Everything from the line containing "of the sunlit" through the last line of the records below should be printed exactly, please, and nothing else.

_ _ _

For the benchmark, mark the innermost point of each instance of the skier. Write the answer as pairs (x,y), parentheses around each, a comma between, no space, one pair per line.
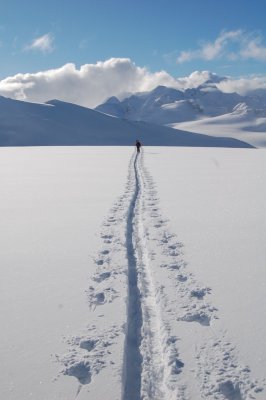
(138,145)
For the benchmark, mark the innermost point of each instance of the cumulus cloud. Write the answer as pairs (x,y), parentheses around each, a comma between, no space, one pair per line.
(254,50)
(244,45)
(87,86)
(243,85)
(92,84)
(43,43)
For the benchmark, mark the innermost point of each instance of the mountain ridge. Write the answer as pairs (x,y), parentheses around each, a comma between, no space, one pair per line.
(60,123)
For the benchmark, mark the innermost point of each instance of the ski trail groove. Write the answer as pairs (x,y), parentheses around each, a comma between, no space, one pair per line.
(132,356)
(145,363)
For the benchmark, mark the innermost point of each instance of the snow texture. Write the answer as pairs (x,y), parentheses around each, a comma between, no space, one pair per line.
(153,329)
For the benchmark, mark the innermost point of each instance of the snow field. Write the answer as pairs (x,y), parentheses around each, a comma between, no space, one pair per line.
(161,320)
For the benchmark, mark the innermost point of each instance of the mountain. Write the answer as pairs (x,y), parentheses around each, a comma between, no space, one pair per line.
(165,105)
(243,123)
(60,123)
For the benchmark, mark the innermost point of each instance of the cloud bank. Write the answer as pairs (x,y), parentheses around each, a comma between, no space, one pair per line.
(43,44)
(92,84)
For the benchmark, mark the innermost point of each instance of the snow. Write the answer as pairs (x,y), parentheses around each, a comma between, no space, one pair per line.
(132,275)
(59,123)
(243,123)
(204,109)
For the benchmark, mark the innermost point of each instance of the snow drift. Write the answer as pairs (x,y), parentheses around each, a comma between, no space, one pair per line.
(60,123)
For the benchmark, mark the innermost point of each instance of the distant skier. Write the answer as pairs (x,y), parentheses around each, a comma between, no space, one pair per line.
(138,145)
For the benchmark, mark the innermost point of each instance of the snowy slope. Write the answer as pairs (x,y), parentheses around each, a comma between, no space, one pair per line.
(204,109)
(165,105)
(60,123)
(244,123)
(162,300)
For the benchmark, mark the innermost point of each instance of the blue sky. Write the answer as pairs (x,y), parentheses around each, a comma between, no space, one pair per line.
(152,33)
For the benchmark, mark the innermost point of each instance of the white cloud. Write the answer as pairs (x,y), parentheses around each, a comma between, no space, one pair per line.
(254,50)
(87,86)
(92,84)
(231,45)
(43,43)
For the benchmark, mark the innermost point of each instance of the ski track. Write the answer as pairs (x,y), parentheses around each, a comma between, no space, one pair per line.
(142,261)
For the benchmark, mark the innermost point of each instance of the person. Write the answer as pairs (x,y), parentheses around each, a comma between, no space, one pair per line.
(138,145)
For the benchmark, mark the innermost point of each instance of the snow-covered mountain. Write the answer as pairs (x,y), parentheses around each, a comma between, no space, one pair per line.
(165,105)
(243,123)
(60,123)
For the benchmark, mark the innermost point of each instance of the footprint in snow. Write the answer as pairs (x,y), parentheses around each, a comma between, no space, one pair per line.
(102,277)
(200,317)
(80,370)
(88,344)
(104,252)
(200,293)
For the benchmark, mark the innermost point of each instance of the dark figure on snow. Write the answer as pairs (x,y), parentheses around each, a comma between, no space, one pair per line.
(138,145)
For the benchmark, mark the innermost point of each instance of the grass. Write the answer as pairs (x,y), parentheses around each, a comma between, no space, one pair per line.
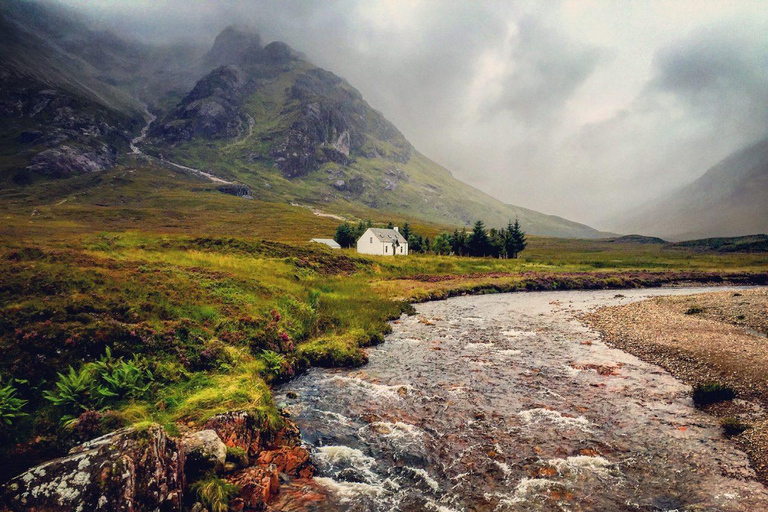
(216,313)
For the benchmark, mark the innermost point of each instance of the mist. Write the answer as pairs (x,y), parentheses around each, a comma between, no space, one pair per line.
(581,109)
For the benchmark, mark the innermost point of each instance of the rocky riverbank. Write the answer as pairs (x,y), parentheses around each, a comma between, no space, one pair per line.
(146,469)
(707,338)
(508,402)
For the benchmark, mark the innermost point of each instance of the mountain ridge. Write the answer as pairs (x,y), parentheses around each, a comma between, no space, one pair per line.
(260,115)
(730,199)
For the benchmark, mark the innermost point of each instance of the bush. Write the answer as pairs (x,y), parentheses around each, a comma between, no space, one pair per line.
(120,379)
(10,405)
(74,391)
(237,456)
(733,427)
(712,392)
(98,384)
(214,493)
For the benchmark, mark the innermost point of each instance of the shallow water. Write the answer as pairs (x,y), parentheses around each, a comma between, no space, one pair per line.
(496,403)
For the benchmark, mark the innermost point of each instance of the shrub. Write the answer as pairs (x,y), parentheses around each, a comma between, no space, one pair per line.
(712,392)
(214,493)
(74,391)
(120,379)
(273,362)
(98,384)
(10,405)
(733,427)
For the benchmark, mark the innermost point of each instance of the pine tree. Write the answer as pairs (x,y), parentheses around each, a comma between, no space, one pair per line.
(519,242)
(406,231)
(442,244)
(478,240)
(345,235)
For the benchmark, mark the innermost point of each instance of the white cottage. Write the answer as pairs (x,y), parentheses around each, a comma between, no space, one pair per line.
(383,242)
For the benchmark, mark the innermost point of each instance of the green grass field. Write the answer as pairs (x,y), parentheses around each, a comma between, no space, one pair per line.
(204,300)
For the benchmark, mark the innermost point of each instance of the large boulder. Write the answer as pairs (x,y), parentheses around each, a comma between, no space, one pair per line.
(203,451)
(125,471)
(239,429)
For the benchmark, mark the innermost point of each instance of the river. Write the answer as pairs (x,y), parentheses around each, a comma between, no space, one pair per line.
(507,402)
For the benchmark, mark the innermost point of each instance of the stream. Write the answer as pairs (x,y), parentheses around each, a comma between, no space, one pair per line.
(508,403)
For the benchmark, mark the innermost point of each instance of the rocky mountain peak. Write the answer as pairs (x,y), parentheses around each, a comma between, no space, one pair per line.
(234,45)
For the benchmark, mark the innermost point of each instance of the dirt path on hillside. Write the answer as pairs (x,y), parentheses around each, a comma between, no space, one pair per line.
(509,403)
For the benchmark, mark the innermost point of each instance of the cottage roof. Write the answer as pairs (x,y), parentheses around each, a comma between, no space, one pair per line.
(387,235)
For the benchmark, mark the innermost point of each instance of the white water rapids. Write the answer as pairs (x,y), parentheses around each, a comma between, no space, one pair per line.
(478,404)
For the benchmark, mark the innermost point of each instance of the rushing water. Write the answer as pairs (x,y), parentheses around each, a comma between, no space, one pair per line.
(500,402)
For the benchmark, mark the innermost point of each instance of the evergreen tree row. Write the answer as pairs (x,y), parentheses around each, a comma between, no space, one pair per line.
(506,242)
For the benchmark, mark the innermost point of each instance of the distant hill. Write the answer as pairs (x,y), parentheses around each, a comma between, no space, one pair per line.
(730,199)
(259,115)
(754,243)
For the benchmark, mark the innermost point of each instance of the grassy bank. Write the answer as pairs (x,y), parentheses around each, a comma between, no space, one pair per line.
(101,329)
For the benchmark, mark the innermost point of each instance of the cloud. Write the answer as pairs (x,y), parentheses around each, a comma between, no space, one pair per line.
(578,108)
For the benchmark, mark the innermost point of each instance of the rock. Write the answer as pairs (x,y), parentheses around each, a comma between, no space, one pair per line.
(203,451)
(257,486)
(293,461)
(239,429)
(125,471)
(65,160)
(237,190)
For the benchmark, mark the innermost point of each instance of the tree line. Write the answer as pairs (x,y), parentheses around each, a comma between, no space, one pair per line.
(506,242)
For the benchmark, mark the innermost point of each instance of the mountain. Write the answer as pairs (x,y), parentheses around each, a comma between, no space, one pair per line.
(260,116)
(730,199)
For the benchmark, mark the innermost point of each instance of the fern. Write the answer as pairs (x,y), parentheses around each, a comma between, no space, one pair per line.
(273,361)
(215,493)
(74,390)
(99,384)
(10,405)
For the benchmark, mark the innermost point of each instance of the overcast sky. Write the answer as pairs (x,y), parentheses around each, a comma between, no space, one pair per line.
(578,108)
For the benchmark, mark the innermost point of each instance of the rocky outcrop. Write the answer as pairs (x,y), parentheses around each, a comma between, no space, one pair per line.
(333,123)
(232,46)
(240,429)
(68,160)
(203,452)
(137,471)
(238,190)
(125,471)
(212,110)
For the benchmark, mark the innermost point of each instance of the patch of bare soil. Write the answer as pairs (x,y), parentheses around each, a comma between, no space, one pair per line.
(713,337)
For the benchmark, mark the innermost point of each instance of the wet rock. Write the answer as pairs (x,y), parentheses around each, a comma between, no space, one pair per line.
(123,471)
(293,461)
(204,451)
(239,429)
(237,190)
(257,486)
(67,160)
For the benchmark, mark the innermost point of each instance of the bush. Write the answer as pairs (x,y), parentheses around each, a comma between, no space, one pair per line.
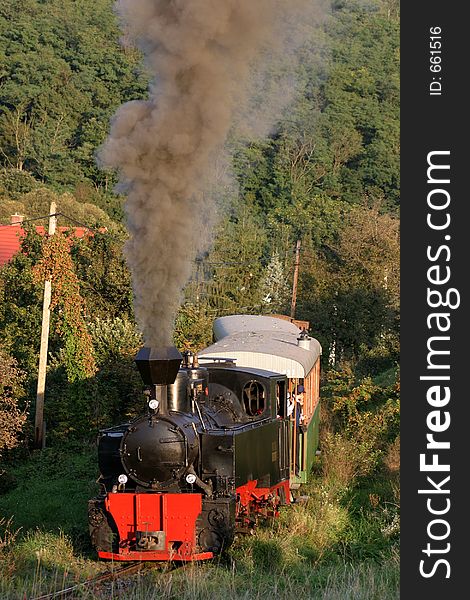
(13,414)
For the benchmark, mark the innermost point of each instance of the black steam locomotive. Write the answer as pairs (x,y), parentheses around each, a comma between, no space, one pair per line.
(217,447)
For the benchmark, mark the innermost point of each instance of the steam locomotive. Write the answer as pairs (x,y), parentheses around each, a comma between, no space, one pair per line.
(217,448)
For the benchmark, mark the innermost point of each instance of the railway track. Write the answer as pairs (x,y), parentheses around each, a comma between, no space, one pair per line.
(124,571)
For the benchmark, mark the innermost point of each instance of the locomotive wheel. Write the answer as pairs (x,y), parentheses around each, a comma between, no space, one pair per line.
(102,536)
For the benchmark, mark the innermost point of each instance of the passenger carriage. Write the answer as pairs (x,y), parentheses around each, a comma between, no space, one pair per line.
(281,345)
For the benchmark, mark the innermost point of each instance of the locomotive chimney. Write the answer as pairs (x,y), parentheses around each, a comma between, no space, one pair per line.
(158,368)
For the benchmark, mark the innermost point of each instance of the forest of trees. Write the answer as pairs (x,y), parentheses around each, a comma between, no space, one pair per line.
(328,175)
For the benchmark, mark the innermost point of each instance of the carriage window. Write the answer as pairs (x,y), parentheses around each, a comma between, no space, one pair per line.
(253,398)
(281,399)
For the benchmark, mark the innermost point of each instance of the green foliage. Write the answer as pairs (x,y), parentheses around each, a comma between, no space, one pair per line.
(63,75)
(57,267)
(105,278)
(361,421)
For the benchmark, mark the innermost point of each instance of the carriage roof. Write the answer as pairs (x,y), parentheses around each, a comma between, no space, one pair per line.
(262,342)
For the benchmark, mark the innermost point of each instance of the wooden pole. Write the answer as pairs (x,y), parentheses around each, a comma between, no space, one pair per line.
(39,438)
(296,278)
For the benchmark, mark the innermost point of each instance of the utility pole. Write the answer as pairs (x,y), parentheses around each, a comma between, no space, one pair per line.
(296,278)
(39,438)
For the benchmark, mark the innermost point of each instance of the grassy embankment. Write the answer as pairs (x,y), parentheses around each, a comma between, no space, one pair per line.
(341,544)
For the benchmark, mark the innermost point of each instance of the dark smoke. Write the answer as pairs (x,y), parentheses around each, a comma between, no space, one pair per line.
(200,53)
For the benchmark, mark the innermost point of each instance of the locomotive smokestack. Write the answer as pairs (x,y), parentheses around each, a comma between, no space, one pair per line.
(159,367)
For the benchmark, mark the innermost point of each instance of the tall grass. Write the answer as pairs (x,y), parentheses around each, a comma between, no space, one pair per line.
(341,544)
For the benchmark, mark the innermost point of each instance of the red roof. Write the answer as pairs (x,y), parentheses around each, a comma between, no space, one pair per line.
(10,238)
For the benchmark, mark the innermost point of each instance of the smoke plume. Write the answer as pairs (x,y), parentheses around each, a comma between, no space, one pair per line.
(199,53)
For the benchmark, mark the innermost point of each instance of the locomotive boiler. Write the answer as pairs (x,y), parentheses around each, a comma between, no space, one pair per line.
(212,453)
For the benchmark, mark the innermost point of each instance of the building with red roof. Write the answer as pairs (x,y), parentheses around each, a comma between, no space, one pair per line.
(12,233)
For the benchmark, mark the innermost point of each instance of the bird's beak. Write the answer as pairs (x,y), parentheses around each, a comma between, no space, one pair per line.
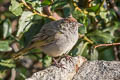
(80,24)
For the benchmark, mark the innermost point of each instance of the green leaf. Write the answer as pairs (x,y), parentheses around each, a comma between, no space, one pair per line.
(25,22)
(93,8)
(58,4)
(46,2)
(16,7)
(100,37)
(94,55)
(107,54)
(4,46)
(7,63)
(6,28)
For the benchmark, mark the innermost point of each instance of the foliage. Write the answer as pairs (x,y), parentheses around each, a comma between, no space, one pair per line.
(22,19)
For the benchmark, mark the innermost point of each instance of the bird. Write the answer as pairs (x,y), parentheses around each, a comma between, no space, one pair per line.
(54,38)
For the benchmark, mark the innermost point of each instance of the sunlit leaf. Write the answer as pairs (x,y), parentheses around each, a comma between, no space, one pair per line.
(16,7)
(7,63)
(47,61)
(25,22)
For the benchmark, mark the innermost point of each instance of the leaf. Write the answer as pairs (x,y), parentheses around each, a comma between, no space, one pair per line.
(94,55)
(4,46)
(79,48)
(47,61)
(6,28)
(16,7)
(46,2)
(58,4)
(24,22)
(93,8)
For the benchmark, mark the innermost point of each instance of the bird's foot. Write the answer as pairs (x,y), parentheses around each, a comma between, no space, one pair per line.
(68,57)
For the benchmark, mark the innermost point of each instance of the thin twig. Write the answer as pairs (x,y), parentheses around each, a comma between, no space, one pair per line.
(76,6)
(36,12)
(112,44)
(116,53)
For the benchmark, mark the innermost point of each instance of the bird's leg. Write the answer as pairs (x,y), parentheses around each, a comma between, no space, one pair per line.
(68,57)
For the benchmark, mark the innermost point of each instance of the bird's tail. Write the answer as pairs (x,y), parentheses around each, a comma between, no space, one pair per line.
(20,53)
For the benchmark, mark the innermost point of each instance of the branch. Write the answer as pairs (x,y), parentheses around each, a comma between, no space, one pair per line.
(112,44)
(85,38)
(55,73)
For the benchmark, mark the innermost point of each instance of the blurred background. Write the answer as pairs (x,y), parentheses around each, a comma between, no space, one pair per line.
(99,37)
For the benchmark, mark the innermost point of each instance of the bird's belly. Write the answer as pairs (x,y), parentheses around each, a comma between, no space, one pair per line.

_ _ _

# CORRECT RESULT
For the benchmark, mark the innermost point of each instance of the sunlit leaf. Write the answer as pairs (x,y), parentheses around each, a comma between, no space, one pair per line.
(16,7)
(7,63)
(47,61)
(25,22)
For the benchmark, mark the innermost point of each instance of the leaf. Write the answer as pairs (x,y), parentheses around each, a comma between, no space, one pair per line.
(94,55)
(4,46)
(79,48)
(47,61)
(6,28)
(16,7)
(46,2)
(58,4)
(24,22)
(93,8)
For the benchmark, mark the innermost point of each instance of the bird's foot. Write the answer as pairs (x,y), parentheses around each, a comma between, no space, one pair per line.
(68,57)
For the benchmark, mark the innermost point of each instance of the thin twig. Write the answer as pairs (x,y), parentheses around each, a comma between, no space, one pair per line.
(76,6)
(36,12)
(112,44)
(116,53)
For the benchmark, mark the innermost point of each instance of the bird's leg. Write the answer as pairs (x,y), parentheses around each, a comma between, no space, one pair per line.
(68,57)
For the benchmark, mark the innermost point of each instance of the bird's tail. Write the answer as pairs (x,y), parentheses around each, a comma between, no space, one pair per line.
(20,53)
For the benchmark, mark the innermost point of each instance of the branch. Write the answer as pairs (x,y), parentheses around each, a comma between, no space, one pair per line.
(112,44)
(85,38)
(55,73)
For the benchmark, mark the innermost point of each instance of the blurred background. Write the answer as pairs (x,y), parentheses around each, a comma between, no space, one pair per line.
(99,37)
For the benchmark, mark the innermost point of each instance of the bird's belly. Write the answer as pairs (x,y), parentheses around each, a comma between, no space, one pair per line.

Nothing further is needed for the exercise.